Begin Given records

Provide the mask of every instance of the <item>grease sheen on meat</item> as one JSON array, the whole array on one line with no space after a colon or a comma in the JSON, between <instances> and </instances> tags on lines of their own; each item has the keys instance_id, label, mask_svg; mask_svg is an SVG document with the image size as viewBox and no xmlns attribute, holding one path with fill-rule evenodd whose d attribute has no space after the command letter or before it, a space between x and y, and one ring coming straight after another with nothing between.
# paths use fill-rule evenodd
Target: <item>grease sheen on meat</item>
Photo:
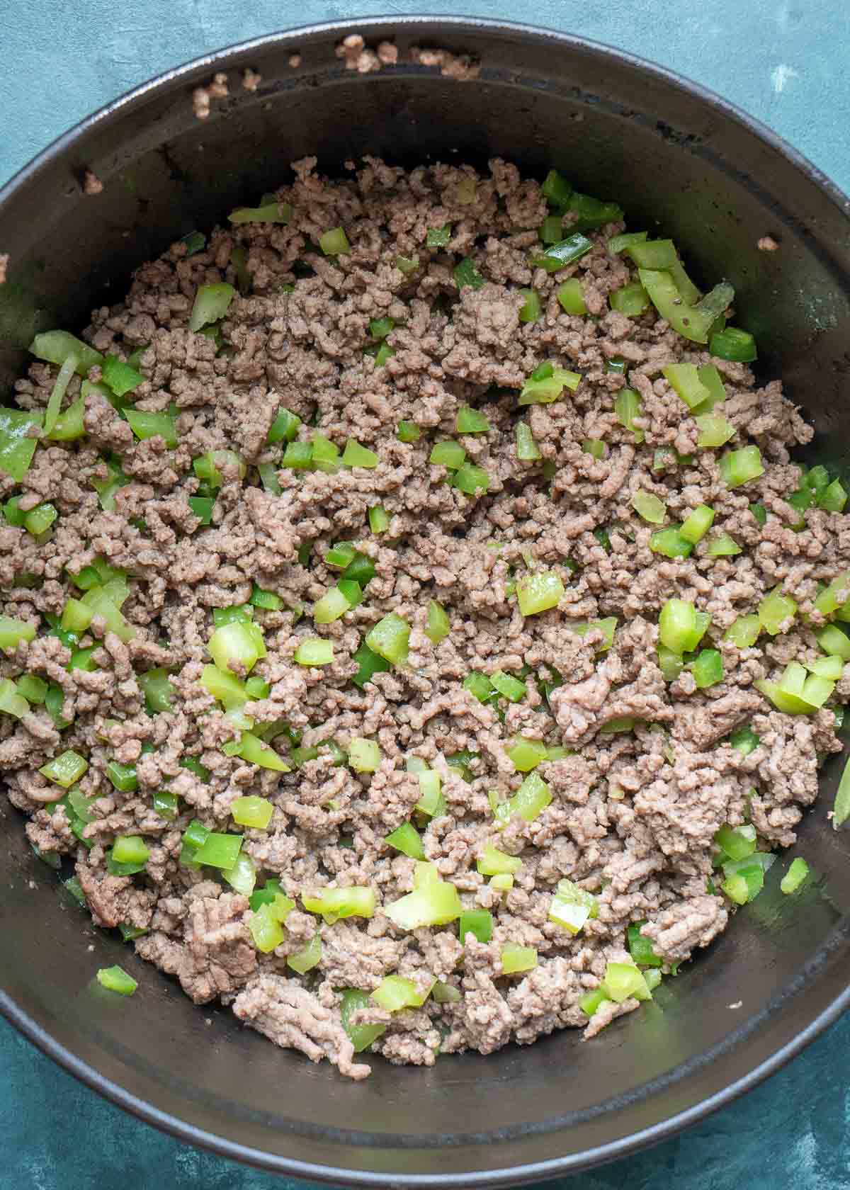
<instances>
[{"instance_id":1,"label":"grease sheen on meat","mask_svg":"<svg viewBox=\"0 0 850 1190\"><path fill-rule=\"evenodd\" d=\"M174 975L198 1003L232 1003L240 1020L276 1044L313 1060L326 1057L362 1078L369 1067L356 1060L343 1028L343 988L371 992L389 973L420 989L433 979L452 985L457 1002L429 998L395 1014L377 1006L358 1014L361 1022L386 1026L375 1052L431 1065L438 1052L489 1053L563 1027L593 1035L638 1008L631 998L606 1004L588 1023L579 1007L599 987L606 963L629 960L633 921L646 919L664 971L725 928L729 902L710 883L714 833L751 814L762 846L793 843L801 807L817 795L818 753L837 744L831 710L792 718L754 687L788 660L818 654L801 618L785 637L762 637L750 649L720 637L777 583L802 615L812 613L819 582L850 565L850 521L814 508L794 531L799 514L783 495L800 472L789 452L812 431L779 382L756 388L748 365L714 359L727 393L715 412L735 426L735 445L758 444L765 465L745 488L726 488L717 452L698 449L694 420L662 376L670 362L711 357L654 312L629 319L608 309L607 295L635 271L606 251L621 225L592 233L587 256L549 275L529 264L545 200L539 184L508 163L494 161L476 177L467 167L405 173L367 159L335 182L314 167L312 158L296 163L293 183L277 192L293 207L288 225L217 230L192 256L177 243L137 270L123 302L92 315L83 337L98 350L126 359L143 349L145 380L133 399L140 409L176 406L175 450L158 437L136 441L95 390L87 397L85 439L42 445L20 484L0 476L4 499L21 493L23 507L49 499L60 512L44 541L24 528L0 528L4 610L43 628L42 616L61 614L77 594L67 570L100 557L132 576L124 614L137 628L123 644L95 616L82 641L98 646L93 671L69 672L69 651L55 637L20 644L2 659L2 676L27 671L57 683L70 726L60 735L38 707L21 722L2 716L0 768L12 802L30 815L30 840L43 853L75 859L98 925L145 929L133 942L138 953ZM468 186L458 190L464 177L476 177L471 202ZM445 224L448 245L426 246L429 228ZM337 226L351 251L325 257L315 244ZM246 251L252 283L233 299L217 351L211 338L188 330L189 312L200 284L237 283L236 246ZM418 257L413 273L396 268L400 255ZM452 268L467 256L483 284L458 293ZM558 305L557 286L569 276L582 282L587 317ZM543 313L521 322L519 290L532 284ZM387 339L394 353L382 367L364 353L376 318L395 320ZM580 372L581 383L555 403L518 411L518 390L544 359ZM640 394L643 443L614 413L625 380L606 369L612 359L626 361L629 386ZM55 377L56 368L35 363L17 384L18 403L43 408ZM80 383L71 380L68 401ZM464 405L486 411L488 432L456 433ZM302 419L302 439L318 431L342 449L355 438L377 453L377 466L336 474L281 468L280 495L264 490L256 465L280 463L283 444L267 445L280 408ZM515 457L518 413L539 461ZM421 438L400 441L400 420L417 422ZM445 468L429 464L443 438L456 438L487 470L486 495L464 496L445 483ZM583 452L586 439L604 439L605 456ZM198 487L192 462L219 449L237 451L248 472L242 480L224 469L213 522L201 526L187 502ZM677 451L690 461L654 469L662 449L668 459ZM107 512L90 481L102 477L108 453L130 482ZM699 546L676 559L651 552L655 526L631 503L638 489L661 497L677 521L711 505L715 526L743 552L717 558ZM763 528L749 512L752 501L767 509ZM389 515L380 536L367 522L375 505ZM601 528L610 550L594 536ZM338 577L324 553L339 540L369 555L376 574L360 606L317 630L312 605ZM308 564L299 560L305 544ZM557 607L524 619L510 583L529 565L556 571L564 594ZM14 585L21 571L37 585ZM286 720L302 733L302 746L331 738L345 750L354 737L375 739L375 772L335 765L326 745L287 774L221 751L233 729L199 677L213 608L244 602L252 583L283 602L282 610L255 614L268 656L254 672L270 687L255 718ZM674 596L712 616L708 638L723 654L725 677L707 689L696 689L687 670L668 684L656 664L658 613ZM430 599L443 605L451 626L436 646L425 632ZM408 665L376 674L361 690L351 682L352 653L390 610L412 626ZM598 633L582 637L571 626L606 616L618 627L610 651L599 652ZM299 641L317 633L333 641L333 663L298 665ZM150 716L138 674L154 666L171 671L176 693L171 712ZM537 679L550 666L563 684L546 701ZM471 670L499 669L525 675L525 699L496 707L464 689ZM623 716L635 716L633 731L601 731ZM727 743L745 722L761 737L748 756ZM505 752L517 734L564 746L568 754L536 770L551 803L531 822L514 815L499 828L488 793L505 800L523 779ZM51 813L48 798L61 791L38 774L60 746L89 762L81 787L99 798L85 831L90 848L69 829L64 807ZM282 737L275 747L286 759ZM464 750L475 753L465 772L446 764L446 756ZM455 925L404 932L382 913L412 887L413 860L383 843L419 798L417 776L405 765L411 754L440 774L448 810L426 825L425 854L455 884L464 908L490 910L490 941L468 935L462 946ZM187 756L210 769L208 783L181 768ZM136 764L137 789L113 788L105 772L111 759ZM164 788L180 797L174 821L152 806ZM179 858L192 819L232 831L230 807L250 794L270 798L274 814L268 829L244 831L243 850L261 882L277 878L298 906L282 944L268 954L254 947L248 900L213 870ZM117 834L144 837L145 873L107 872ZM488 841L523 860L507 892L476 870ZM599 901L598 916L576 937L548 919L564 877ZM301 894L329 883L373 885L374 917L326 923L305 913ZM287 957L317 929L321 959L296 976ZM536 947L538 966L502 975L506 942Z\"/></svg>"}]
</instances>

End Given records

Exercise directions - Report every line of the material above that contains the string "instances", copying each such line in full. Case counts.

Solved exercise -
Provide the mask of every instance of the <item>grease sheen on meat</item> as one JSON array, the whole array on one line with no space after a colon or a comma in the JSON, between <instances> and </instances> tags on lines of their own; each item has the keys instance_id, label, mask_svg; mask_svg is an SVG document with the image size as viewBox and no xmlns attribute, holding one path with fill-rule evenodd whose d attribute has no space after the command letter or before it, a space between x and y, and one ring coming straight after another with nothing between.
<instances>
</instances>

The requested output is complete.